= PROBLEM STATEMENT =
Beginning with the opening line of the entries, return every line through the one containing "Domain: lane-usage study. Target: tree", both included, and nothing else. Omit pictures.

(Beginning of RECORD EXCERPTS)

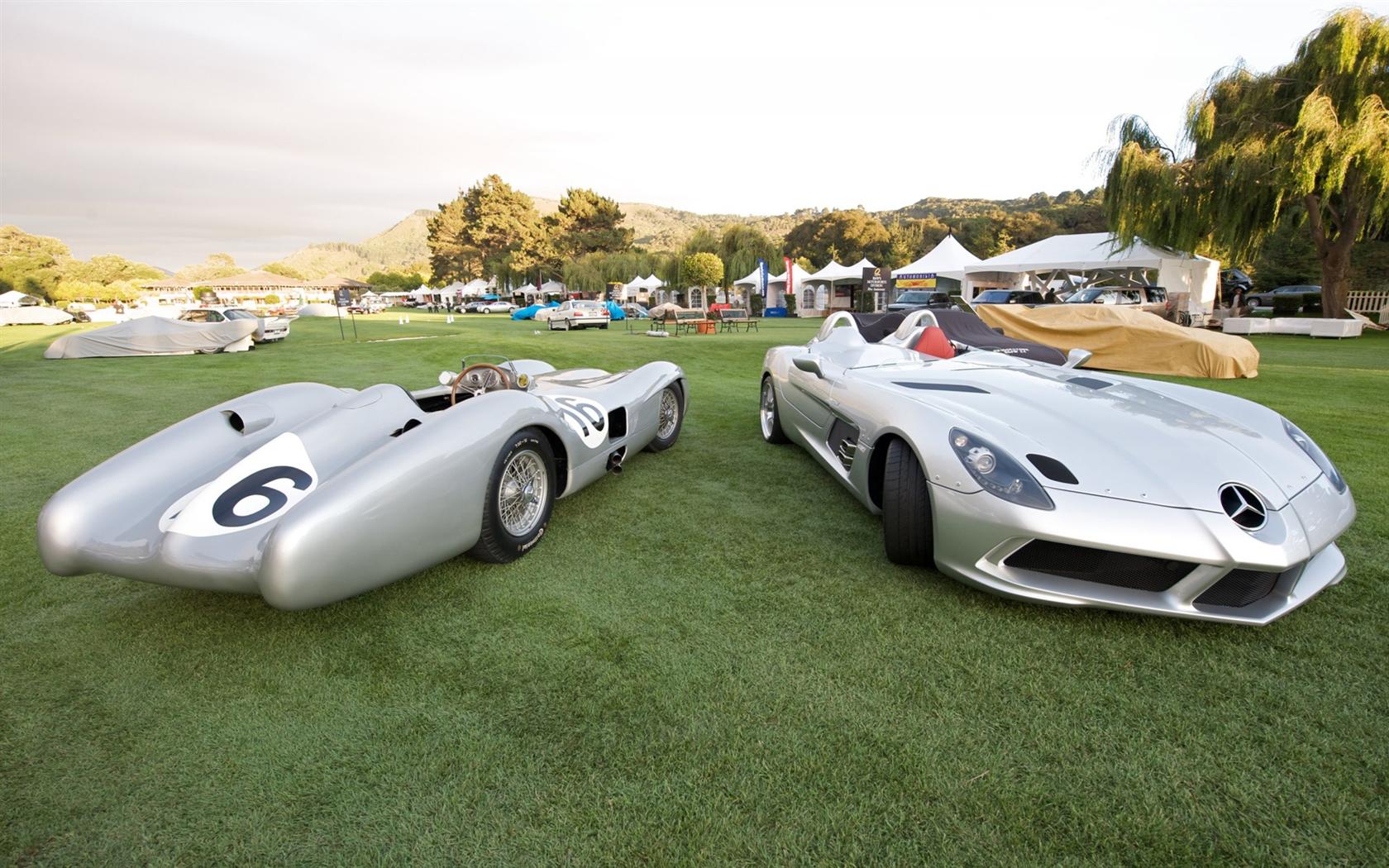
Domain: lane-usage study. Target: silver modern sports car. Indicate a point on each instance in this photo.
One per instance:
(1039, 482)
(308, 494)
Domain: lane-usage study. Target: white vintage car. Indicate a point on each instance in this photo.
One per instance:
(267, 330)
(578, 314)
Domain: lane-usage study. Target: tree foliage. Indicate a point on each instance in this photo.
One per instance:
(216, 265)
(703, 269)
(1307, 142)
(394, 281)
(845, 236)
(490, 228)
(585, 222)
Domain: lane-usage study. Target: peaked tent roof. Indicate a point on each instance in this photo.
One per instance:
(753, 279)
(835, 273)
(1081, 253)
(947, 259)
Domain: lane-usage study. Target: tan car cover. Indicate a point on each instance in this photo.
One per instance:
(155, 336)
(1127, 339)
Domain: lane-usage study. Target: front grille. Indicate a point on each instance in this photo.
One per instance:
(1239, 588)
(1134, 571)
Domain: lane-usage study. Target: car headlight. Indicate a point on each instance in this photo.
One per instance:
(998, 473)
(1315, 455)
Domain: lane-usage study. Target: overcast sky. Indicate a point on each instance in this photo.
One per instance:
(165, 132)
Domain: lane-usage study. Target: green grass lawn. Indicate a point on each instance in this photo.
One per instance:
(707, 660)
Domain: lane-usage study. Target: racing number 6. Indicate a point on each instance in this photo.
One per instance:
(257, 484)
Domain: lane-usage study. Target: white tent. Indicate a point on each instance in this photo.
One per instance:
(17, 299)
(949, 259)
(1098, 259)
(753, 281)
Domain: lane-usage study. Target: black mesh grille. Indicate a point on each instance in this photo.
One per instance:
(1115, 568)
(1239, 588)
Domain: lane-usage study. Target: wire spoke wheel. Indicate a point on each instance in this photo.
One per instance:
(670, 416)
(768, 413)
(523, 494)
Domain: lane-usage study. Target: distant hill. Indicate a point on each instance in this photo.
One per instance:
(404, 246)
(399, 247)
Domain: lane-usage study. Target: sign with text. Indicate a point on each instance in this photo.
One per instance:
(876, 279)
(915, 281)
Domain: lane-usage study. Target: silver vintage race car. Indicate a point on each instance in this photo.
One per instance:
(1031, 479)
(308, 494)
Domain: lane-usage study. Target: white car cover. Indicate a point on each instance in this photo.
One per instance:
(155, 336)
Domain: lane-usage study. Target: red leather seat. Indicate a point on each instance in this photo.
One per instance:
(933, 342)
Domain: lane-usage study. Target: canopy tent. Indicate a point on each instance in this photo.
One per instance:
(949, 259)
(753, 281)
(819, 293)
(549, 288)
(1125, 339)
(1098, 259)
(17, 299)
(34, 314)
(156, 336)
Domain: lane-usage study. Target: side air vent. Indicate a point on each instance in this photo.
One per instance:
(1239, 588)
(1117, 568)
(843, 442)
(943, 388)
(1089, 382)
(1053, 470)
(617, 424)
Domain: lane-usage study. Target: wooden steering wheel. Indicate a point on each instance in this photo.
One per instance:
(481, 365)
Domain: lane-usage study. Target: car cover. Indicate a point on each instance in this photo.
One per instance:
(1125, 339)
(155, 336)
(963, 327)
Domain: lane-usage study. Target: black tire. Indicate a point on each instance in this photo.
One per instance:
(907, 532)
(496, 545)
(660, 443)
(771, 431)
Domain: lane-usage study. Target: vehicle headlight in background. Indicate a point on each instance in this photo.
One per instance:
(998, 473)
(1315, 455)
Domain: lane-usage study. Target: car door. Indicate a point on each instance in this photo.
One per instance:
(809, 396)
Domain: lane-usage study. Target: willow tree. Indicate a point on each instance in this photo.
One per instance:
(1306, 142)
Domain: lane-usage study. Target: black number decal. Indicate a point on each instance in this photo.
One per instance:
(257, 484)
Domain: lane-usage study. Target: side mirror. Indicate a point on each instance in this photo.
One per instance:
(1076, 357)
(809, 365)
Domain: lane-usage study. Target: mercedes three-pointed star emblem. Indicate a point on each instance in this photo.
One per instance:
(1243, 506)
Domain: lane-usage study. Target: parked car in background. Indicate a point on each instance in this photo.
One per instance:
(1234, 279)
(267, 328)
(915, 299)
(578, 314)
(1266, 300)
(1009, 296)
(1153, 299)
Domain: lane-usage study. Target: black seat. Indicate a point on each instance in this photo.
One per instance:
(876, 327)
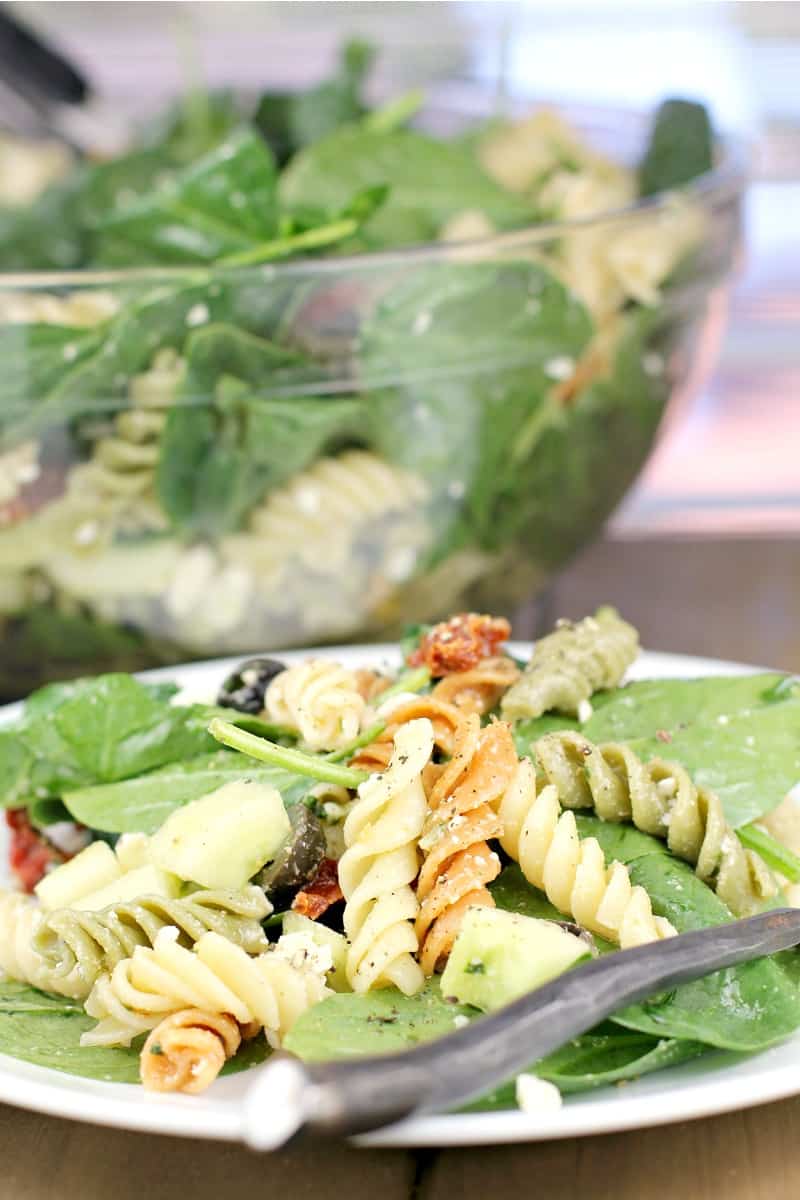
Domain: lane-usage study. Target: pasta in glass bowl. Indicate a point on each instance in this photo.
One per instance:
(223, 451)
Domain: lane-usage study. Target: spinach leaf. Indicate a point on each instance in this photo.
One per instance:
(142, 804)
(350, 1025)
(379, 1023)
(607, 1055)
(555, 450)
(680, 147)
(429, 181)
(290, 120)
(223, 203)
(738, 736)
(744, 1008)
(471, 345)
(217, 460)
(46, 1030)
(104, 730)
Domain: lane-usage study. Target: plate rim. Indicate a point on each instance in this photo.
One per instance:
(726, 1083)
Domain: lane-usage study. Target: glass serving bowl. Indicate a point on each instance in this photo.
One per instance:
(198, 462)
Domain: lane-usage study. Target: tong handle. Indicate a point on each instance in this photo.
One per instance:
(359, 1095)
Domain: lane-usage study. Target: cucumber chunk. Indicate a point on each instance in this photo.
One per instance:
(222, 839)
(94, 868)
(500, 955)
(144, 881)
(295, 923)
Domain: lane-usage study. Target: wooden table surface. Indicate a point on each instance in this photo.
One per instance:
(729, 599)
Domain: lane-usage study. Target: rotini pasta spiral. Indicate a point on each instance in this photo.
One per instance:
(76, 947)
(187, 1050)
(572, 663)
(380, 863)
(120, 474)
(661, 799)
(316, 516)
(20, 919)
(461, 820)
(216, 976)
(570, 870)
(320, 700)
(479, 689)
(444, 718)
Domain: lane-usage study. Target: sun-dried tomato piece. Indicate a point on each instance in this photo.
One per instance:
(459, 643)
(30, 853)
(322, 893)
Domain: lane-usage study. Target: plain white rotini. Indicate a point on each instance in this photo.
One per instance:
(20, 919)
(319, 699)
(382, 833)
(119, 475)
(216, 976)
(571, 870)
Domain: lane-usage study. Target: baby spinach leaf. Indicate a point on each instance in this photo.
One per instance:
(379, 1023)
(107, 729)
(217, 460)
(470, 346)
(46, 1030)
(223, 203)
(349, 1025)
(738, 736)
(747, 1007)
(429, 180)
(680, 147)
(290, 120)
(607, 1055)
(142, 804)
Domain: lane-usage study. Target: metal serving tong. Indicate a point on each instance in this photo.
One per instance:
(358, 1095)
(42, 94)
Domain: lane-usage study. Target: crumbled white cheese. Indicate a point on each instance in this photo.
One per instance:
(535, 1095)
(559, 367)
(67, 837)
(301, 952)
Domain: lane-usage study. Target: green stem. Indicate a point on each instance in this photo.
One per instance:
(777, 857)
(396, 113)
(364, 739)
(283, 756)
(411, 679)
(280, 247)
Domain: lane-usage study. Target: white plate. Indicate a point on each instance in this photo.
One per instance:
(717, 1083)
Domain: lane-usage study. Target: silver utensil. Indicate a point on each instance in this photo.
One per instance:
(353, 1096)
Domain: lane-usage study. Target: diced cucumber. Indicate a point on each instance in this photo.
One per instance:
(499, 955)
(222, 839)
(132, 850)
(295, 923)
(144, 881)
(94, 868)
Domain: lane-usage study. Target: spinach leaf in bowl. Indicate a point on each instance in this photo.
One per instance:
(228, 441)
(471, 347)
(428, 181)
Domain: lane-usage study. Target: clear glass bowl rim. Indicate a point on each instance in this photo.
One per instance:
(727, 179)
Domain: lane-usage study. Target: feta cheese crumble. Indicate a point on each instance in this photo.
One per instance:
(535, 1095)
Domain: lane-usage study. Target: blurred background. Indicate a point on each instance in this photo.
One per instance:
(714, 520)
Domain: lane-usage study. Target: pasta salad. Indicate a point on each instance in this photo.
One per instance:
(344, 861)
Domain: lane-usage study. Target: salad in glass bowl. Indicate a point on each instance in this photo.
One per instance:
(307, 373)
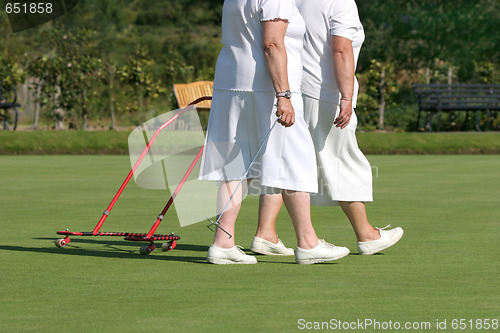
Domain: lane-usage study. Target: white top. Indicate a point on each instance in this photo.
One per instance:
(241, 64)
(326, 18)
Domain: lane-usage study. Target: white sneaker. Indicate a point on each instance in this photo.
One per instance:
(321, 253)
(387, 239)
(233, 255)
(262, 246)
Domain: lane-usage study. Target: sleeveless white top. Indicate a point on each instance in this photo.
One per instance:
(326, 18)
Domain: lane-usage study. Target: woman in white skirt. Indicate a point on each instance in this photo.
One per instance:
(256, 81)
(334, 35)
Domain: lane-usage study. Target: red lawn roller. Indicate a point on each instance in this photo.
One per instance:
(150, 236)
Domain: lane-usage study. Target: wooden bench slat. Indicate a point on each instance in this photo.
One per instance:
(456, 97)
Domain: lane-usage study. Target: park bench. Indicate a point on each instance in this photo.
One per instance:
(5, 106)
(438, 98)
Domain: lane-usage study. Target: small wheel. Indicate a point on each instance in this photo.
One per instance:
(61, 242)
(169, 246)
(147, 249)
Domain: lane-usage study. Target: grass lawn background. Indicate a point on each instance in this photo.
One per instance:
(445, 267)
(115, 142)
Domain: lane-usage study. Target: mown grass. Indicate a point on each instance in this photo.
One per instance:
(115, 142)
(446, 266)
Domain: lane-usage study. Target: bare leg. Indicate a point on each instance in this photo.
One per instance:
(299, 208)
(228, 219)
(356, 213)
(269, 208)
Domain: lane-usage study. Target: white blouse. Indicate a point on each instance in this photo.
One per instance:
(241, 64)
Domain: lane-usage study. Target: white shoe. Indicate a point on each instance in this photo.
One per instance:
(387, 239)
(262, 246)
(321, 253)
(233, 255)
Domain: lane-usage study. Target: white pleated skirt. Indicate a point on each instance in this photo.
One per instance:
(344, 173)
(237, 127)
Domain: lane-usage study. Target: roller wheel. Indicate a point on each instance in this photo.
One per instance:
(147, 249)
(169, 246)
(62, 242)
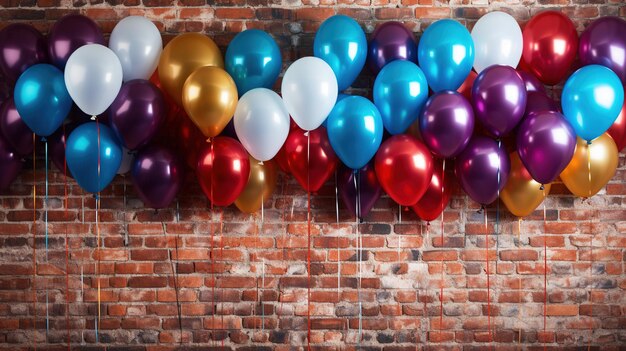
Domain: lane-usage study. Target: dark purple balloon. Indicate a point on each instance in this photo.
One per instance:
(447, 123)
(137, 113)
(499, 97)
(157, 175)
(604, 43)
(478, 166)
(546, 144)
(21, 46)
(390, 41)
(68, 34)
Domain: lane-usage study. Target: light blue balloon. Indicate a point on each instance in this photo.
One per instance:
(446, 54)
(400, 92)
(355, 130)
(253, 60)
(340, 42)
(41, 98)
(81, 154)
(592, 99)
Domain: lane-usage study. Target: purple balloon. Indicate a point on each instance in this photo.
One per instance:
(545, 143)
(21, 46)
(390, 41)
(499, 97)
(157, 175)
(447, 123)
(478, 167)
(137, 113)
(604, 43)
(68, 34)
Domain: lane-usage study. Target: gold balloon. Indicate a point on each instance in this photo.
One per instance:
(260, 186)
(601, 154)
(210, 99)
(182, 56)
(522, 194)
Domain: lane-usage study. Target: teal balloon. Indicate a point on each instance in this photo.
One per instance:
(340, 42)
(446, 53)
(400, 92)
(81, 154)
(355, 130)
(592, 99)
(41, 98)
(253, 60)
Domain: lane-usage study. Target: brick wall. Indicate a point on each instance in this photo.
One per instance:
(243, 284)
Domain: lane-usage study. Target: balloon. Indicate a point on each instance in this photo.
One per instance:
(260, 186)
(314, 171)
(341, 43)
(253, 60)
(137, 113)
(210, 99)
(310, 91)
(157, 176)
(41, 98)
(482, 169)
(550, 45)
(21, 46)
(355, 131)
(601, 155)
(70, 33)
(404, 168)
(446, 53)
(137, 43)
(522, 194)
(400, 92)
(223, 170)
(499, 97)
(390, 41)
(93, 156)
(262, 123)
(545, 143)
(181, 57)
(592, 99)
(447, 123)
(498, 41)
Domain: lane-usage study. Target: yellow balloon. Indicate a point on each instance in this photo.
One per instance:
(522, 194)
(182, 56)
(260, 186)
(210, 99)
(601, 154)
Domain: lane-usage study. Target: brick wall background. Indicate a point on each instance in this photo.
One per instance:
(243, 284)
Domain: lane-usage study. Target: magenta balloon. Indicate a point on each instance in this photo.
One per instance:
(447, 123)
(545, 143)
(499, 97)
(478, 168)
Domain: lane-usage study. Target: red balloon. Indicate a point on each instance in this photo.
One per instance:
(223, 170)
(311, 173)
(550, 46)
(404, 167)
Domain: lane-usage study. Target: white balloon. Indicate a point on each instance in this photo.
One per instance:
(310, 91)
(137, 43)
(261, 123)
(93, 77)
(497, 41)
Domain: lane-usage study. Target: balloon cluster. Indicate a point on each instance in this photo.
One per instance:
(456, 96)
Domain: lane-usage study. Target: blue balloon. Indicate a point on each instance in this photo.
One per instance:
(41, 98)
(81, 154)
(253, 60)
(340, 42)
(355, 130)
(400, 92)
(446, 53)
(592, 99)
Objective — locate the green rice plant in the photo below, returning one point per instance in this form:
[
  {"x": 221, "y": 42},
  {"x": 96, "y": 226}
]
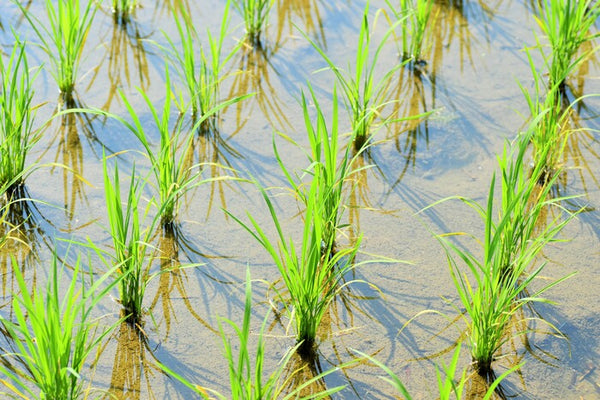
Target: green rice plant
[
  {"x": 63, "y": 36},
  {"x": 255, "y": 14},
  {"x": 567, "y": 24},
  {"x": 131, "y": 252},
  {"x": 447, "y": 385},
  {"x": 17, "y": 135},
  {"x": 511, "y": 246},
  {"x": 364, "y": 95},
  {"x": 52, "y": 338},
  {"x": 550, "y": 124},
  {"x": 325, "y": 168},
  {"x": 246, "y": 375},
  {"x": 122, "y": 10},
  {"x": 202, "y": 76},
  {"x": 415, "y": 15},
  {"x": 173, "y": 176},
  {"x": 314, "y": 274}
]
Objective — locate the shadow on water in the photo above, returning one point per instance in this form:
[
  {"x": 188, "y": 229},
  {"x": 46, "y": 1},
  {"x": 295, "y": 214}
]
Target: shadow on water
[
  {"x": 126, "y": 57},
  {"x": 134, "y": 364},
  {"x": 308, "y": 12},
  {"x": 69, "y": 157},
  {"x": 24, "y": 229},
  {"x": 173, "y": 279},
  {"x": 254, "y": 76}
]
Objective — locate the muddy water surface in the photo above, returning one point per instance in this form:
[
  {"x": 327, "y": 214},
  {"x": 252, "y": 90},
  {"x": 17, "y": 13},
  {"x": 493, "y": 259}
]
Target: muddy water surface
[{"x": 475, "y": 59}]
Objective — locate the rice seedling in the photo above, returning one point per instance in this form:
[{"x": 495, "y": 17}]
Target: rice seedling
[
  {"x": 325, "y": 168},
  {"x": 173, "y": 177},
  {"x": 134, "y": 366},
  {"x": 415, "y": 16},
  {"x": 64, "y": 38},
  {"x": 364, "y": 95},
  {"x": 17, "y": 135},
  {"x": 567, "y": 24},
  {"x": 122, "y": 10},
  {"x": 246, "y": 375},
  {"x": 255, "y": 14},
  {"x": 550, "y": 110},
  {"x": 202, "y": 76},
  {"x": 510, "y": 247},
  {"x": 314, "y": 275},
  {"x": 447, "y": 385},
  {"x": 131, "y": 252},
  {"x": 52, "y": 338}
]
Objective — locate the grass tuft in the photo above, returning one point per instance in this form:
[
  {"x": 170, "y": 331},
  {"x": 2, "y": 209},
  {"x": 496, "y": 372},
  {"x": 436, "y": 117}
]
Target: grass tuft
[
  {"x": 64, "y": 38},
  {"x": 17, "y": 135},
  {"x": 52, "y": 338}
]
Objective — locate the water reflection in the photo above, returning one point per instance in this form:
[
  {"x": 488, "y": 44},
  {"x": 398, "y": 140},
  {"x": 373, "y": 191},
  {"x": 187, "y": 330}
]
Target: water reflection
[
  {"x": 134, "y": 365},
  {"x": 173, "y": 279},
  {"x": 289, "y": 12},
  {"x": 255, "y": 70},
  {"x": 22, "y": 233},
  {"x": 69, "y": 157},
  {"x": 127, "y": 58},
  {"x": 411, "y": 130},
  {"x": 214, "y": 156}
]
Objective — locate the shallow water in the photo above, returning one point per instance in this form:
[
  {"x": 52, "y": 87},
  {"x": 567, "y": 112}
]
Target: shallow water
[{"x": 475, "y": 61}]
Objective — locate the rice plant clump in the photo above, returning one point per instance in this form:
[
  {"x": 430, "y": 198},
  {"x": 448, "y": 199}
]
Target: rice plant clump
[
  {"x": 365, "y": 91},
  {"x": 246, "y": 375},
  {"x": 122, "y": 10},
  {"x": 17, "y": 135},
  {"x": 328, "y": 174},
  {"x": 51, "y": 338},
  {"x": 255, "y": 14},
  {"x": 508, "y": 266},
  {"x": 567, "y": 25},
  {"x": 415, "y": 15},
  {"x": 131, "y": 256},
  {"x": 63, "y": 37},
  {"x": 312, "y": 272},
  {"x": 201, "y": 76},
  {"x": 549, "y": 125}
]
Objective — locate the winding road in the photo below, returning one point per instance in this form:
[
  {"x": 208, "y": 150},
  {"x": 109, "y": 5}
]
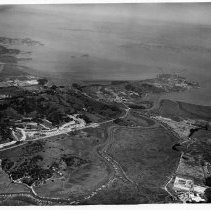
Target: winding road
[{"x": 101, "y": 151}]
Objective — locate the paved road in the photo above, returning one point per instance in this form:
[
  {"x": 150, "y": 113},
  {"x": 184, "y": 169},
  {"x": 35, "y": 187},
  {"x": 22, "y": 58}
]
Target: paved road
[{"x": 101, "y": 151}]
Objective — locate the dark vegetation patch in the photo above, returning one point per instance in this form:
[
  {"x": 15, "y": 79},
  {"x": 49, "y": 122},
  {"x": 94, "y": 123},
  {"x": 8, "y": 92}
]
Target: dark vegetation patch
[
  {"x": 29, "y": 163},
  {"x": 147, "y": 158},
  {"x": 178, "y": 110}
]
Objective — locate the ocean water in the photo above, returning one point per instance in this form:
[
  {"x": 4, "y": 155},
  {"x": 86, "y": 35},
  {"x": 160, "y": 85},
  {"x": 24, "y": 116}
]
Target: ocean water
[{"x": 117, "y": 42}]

(End of RECORD EXCERPTS)

= TASK OUTPUT =
Domain: lane-usage study. Target: silver modern sports car. Indicate a point on each instance in this photo.
One per instance:
(1039, 482)
(308, 494)
Domain: lane-usage study. Target: white vintage car. Indicate a point on each instance in this photo.
One per instance:
(267, 330)
(578, 314)
Domain: lane-usage study. Target: tree foliage. Indicate a point on each instance in this photo.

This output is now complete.